• [WHAT TO DO]: Please collect every line of the listing that contains the word "outstretched".
====================
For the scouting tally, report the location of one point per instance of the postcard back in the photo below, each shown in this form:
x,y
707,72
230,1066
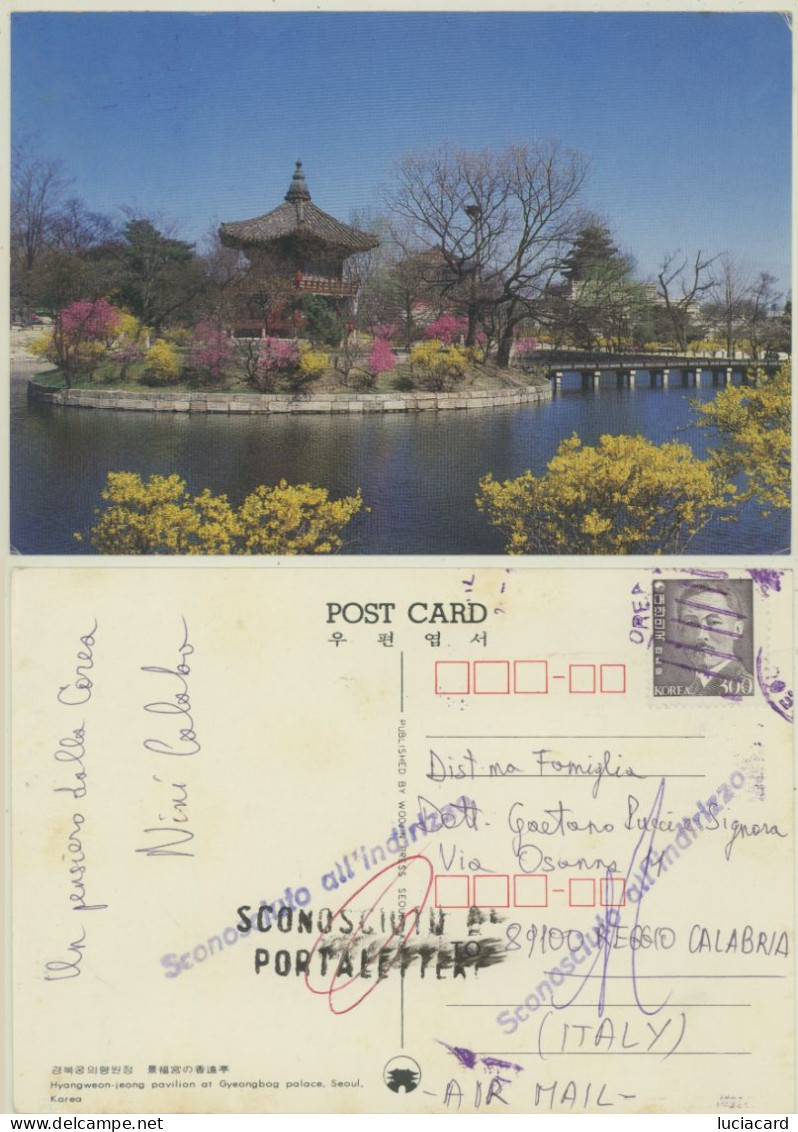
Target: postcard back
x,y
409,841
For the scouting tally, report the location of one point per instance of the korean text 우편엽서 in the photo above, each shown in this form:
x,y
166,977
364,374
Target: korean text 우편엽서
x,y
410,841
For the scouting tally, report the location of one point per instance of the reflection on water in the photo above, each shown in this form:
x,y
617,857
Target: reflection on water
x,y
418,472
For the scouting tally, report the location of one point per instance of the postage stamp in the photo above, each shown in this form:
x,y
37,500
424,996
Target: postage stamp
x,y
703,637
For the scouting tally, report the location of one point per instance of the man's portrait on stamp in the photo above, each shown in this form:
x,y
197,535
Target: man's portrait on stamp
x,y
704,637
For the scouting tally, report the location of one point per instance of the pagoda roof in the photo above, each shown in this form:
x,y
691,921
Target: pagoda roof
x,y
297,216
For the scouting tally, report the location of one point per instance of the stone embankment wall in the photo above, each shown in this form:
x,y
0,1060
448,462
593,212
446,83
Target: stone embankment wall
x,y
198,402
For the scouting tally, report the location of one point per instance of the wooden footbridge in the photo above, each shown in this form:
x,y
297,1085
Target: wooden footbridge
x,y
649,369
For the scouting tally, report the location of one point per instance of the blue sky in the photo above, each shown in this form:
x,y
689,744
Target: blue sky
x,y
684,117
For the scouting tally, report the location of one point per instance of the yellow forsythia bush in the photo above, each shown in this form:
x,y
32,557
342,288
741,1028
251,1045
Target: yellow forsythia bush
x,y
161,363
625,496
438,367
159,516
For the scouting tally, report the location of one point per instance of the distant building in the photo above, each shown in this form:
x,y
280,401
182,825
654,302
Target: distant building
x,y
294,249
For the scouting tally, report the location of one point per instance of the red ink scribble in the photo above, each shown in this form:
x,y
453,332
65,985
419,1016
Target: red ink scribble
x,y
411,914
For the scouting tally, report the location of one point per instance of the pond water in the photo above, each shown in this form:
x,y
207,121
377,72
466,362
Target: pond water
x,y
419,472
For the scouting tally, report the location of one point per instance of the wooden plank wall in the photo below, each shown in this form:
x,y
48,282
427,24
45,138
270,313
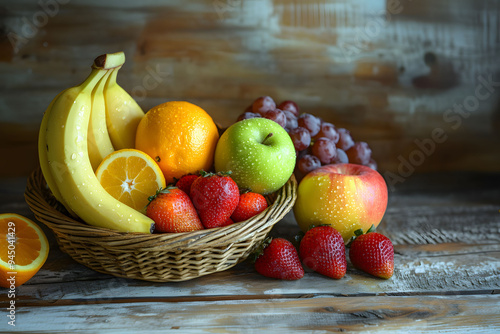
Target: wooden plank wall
====================
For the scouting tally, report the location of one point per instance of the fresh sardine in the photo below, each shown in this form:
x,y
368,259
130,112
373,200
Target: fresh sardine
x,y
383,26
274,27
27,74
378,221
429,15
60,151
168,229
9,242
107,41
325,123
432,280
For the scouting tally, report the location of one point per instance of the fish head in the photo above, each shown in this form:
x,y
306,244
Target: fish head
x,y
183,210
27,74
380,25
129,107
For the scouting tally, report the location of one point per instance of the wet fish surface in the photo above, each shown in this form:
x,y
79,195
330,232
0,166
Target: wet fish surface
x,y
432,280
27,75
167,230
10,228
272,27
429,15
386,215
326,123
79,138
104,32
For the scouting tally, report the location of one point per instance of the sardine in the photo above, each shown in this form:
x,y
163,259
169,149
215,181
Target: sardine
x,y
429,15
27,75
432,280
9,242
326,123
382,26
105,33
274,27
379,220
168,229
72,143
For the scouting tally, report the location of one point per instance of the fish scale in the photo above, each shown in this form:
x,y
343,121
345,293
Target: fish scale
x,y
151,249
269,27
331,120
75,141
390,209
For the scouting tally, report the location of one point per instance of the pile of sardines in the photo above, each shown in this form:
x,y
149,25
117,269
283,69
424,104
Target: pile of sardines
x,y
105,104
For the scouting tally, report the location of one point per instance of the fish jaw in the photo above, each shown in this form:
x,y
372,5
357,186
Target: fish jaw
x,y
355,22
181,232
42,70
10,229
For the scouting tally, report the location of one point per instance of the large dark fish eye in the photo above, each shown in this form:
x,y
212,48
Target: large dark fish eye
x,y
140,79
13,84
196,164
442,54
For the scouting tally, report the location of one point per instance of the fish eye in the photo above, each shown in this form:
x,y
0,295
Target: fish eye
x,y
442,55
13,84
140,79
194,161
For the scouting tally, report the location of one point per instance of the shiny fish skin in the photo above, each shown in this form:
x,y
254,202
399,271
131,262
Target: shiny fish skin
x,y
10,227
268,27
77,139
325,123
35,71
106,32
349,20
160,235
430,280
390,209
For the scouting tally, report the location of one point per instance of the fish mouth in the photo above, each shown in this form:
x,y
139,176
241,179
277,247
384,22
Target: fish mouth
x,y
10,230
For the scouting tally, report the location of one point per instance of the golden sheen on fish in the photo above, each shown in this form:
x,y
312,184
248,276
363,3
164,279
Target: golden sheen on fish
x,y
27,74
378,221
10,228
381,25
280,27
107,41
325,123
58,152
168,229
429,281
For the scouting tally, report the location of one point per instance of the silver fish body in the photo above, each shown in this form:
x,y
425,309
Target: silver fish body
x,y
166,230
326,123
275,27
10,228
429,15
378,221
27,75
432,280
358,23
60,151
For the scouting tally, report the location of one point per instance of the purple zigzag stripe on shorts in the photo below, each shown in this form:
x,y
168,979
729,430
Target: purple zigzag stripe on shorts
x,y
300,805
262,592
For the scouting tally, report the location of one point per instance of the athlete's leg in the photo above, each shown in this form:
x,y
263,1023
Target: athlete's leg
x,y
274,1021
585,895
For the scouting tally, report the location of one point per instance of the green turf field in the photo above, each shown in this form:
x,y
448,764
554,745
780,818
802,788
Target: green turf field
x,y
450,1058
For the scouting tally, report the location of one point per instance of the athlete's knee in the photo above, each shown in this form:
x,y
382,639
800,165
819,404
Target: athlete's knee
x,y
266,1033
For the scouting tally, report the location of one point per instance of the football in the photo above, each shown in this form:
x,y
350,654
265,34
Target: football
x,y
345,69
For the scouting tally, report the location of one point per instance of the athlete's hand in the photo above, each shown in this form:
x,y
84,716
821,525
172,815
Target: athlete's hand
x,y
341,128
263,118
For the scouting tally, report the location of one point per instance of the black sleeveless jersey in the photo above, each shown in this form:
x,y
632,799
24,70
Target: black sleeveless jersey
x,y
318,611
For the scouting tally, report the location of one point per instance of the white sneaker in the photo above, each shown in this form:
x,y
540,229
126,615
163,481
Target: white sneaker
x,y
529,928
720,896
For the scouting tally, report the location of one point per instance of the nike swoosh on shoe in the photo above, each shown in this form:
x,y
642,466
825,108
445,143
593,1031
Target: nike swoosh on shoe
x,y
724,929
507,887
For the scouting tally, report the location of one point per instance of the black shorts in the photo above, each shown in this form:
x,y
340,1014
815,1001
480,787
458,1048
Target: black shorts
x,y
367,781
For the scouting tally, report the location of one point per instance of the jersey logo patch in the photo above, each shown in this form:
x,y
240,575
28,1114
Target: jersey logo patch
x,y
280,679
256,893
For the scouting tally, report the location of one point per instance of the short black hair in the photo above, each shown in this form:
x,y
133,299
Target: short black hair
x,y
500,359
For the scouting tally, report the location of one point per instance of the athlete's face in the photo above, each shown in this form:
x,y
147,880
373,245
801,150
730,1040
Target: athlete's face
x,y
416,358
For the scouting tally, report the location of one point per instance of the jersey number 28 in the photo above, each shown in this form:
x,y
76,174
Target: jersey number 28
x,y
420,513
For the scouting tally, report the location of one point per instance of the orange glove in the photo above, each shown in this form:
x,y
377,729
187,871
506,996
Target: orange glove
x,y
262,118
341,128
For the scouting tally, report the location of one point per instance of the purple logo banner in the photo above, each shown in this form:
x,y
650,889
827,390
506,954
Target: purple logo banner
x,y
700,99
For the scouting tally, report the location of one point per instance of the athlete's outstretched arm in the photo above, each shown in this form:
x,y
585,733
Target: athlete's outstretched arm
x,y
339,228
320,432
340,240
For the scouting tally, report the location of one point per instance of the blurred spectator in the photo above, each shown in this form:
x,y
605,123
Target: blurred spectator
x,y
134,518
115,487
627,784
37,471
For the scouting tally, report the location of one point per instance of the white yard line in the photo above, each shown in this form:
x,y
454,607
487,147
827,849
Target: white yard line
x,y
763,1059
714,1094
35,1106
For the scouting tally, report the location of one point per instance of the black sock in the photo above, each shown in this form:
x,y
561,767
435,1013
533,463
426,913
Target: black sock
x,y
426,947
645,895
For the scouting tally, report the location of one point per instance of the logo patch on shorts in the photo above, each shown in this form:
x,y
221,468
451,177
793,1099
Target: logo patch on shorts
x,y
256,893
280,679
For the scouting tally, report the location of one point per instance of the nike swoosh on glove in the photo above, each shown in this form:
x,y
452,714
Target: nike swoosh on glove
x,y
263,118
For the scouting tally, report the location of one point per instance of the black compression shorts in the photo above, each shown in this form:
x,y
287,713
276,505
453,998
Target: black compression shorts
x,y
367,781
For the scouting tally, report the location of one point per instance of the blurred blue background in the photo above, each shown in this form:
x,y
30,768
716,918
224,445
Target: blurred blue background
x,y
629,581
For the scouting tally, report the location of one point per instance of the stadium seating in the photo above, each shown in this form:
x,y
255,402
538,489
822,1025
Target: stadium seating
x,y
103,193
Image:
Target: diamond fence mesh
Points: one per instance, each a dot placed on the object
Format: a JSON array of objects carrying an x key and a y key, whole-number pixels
====================
• [RESULT]:
For the scouting tally, report the location of one point per instance of the athlete's outstretched arm in the photo above, each shown in this form:
Target: athlete's outstretched arm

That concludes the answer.